- Excerpted data:
»»

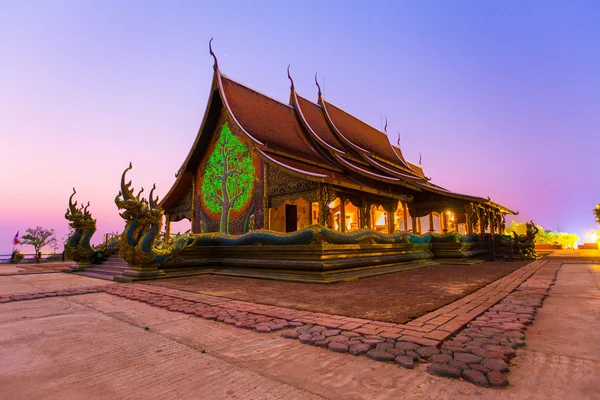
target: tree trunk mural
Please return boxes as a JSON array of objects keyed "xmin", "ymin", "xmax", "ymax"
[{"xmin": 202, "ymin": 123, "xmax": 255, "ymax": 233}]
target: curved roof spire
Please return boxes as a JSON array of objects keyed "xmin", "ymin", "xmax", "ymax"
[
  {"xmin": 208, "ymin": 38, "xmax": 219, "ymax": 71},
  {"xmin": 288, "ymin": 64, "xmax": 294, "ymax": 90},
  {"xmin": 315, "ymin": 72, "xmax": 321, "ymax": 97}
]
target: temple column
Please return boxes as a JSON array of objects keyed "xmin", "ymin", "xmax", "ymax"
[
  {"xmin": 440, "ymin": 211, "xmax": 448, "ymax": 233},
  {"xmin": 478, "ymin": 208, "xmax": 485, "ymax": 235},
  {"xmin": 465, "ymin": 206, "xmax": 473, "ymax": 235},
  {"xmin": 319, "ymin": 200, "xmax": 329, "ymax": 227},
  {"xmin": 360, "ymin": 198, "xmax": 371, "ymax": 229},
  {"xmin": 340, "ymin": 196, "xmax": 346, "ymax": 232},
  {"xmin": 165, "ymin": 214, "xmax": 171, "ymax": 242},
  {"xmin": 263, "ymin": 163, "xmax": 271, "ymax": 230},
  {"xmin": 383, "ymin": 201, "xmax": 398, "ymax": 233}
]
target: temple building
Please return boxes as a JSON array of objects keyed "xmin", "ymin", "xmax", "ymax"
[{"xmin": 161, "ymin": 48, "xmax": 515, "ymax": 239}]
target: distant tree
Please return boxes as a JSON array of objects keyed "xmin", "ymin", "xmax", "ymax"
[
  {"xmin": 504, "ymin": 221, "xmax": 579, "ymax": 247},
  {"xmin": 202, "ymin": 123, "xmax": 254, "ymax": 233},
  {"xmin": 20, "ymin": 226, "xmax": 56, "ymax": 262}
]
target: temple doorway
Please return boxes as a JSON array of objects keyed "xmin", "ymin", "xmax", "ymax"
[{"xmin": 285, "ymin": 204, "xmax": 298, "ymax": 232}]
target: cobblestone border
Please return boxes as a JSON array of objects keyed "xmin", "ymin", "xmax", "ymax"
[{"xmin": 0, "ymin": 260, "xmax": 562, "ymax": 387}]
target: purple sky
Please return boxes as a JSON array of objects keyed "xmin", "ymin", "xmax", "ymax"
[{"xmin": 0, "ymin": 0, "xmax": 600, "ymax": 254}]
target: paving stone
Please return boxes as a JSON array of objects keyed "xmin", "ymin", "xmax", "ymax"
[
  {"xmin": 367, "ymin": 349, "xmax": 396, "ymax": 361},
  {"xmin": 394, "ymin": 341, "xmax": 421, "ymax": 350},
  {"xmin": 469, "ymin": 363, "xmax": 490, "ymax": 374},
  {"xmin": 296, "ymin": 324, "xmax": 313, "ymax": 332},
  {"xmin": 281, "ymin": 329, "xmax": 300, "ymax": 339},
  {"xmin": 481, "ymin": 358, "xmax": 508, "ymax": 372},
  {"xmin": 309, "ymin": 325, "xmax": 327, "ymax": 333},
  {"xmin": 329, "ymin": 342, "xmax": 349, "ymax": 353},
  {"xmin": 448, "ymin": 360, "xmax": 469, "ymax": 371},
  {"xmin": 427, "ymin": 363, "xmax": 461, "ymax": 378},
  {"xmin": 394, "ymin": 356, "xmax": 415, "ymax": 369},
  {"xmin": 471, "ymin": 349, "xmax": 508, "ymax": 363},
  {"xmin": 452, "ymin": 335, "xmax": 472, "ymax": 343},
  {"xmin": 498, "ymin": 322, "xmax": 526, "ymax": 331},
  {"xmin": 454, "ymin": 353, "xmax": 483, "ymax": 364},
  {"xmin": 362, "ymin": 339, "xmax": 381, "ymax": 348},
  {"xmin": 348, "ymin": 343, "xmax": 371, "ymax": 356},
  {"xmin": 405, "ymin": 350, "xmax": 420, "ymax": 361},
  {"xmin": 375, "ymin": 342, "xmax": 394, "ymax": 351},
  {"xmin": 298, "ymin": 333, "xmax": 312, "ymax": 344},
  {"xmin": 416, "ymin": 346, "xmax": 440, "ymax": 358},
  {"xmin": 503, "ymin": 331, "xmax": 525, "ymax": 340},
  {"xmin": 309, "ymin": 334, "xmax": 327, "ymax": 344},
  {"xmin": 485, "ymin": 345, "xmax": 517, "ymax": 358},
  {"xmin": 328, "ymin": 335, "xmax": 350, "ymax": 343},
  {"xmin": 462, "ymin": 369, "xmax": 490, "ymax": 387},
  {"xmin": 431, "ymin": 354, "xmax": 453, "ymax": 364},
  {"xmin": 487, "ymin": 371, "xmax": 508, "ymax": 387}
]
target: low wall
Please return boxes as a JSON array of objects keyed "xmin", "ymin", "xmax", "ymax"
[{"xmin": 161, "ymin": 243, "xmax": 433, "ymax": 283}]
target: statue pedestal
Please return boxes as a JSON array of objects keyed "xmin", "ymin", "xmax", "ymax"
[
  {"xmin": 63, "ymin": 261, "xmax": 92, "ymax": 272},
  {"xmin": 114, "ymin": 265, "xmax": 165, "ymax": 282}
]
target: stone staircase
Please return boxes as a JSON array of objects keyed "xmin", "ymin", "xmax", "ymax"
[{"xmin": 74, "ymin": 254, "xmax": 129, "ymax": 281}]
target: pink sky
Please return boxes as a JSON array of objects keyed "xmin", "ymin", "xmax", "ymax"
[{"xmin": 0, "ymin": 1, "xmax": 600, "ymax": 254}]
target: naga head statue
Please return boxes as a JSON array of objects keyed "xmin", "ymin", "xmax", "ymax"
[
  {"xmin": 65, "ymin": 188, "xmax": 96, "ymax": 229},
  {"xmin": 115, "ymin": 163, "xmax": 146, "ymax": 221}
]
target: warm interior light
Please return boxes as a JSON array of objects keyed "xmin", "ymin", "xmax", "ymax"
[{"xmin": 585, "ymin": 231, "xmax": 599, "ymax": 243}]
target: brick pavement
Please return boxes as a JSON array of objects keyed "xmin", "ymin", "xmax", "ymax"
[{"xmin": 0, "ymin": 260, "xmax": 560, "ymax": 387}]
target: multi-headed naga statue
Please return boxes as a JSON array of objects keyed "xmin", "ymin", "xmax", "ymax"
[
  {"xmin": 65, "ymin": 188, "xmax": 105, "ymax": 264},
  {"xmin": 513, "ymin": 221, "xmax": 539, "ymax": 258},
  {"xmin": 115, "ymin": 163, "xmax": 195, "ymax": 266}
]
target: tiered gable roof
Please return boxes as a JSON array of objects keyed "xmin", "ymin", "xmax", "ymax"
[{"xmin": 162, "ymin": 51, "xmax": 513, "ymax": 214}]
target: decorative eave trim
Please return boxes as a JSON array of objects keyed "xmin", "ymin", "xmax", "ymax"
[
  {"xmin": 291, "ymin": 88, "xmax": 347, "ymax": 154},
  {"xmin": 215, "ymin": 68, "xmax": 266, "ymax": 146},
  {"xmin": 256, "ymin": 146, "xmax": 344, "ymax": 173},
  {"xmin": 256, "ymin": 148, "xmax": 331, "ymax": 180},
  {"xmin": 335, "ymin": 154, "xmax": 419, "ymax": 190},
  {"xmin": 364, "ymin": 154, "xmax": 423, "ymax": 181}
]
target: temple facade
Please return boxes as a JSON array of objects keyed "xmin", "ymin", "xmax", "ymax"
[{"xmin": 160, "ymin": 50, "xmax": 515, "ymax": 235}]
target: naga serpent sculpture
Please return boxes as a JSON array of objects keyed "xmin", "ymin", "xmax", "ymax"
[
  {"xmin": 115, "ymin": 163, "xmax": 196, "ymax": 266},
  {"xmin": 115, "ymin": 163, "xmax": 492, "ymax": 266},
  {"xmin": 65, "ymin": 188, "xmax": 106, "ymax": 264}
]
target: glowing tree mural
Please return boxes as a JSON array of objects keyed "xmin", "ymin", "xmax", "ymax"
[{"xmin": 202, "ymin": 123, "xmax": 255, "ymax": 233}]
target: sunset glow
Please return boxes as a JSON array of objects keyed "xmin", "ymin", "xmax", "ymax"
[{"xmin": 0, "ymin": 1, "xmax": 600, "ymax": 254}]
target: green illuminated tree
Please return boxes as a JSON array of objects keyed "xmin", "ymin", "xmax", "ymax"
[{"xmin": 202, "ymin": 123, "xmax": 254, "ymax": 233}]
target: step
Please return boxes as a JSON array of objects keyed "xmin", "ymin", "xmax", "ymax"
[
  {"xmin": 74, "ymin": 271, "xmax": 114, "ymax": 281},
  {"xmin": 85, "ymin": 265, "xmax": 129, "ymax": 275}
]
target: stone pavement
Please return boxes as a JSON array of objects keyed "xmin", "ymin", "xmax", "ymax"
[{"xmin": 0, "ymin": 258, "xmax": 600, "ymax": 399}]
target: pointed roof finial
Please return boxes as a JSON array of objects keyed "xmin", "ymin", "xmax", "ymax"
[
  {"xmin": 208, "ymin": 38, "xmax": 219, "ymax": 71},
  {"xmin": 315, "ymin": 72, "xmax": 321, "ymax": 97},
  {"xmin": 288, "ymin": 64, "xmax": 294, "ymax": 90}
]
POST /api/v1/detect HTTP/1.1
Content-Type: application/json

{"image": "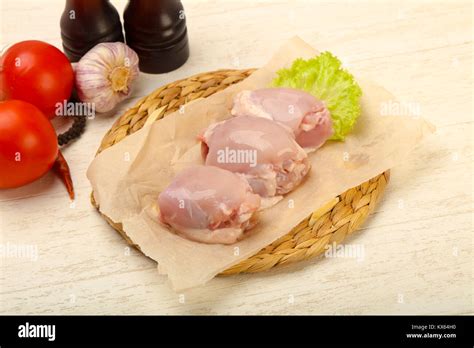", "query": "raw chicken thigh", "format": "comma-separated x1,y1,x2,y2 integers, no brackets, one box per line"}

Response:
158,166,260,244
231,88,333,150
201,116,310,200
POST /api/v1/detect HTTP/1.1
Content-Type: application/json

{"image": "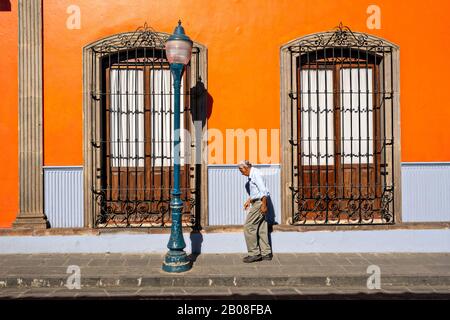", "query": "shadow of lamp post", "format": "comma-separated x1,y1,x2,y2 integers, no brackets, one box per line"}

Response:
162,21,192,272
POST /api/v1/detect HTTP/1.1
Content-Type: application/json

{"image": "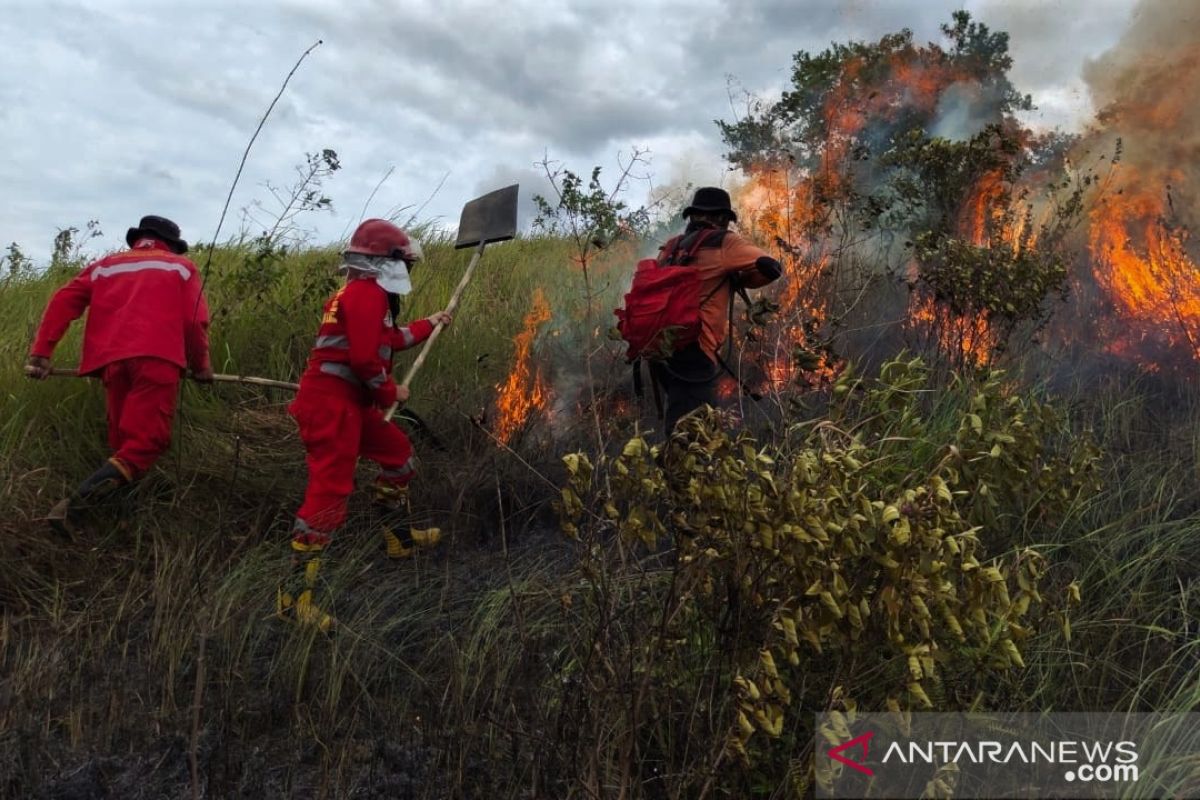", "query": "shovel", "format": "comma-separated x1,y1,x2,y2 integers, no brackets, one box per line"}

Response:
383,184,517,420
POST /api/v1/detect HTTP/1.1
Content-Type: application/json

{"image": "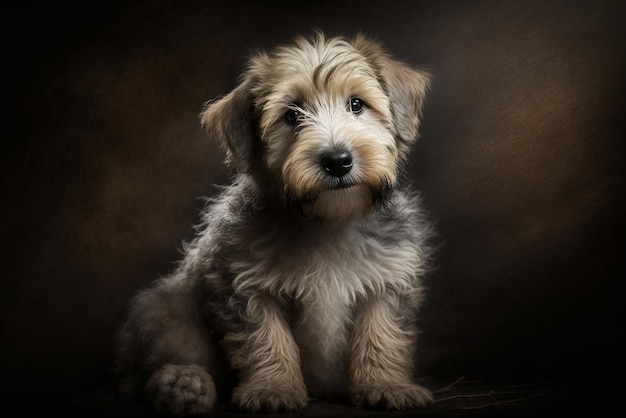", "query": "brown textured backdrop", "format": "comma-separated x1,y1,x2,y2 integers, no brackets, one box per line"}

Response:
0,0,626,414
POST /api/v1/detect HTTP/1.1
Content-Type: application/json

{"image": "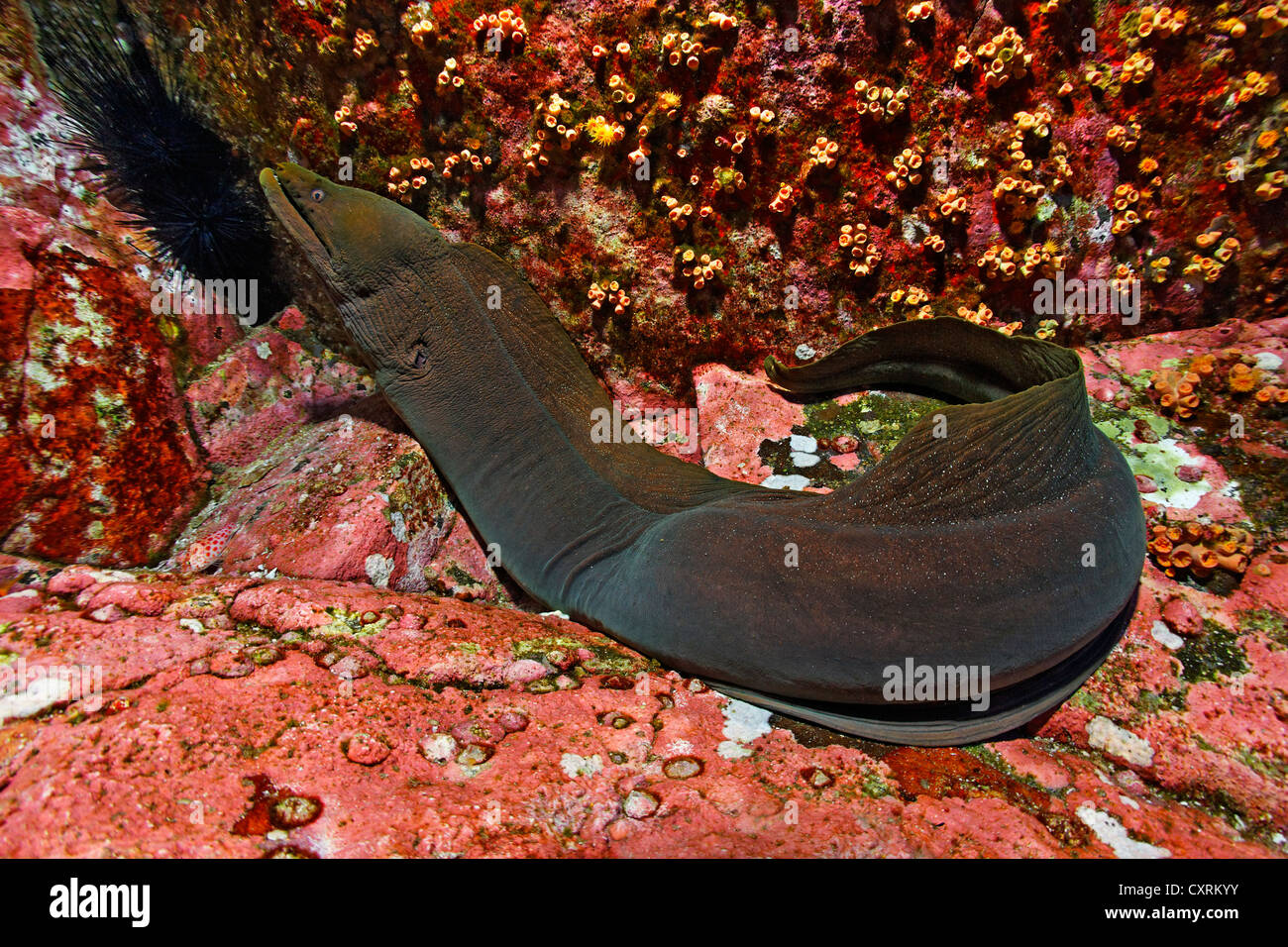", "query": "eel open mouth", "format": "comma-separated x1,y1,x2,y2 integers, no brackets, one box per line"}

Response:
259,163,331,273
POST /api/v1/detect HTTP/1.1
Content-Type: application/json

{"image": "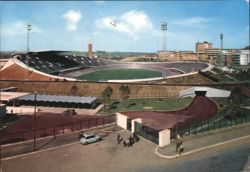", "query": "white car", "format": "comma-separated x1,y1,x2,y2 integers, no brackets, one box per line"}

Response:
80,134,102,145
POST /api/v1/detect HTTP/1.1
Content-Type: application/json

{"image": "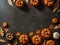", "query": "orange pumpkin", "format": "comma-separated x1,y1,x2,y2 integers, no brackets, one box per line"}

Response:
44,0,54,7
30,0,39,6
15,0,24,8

««

- What you need to do:
Pick out every line in the material above that contains the word "tree" and copy each of those lines in full; letter case matters.

- Solution to this task:
target: tree trunk mural
target: distant tree
target: glowing tree mural
target: green illuminated tree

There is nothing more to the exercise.